◆ Data shown ◆
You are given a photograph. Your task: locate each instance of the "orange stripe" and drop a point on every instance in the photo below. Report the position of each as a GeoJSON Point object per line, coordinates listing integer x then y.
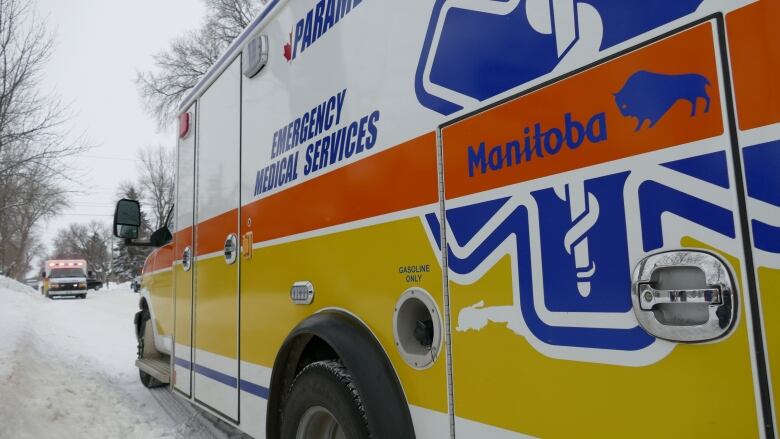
{"type": "Point", "coordinates": [399, 178]}
{"type": "Point", "coordinates": [754, 42]}
{"type": "Point", "coordinates": [210, 235]}
{"type": "Point", "coordinates": [182, 239]}
{"type": "Point", "coordinates": [584, 97]}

◆ What you have to do ◆
An exact copy of the entries above is required, with the pictures left out.

◆ Response ◆
You are given a photograph. Your task: locate each instance of the "orange stripe" and drop a point on every instance in the photo below. Report the position of each as a GeoJSON Point object per line, coordinates listing integer x then y.
{"type": "Point", "coordinates": [399, 178]}
{"type": "Point", "coordinates": [754, 42]}
{"type": "Point", "coordinates": [210, 235]}
{"type": "Point", "coordinates": [182, 239]}
{"type": "Point", "coordinates": [584, 97]}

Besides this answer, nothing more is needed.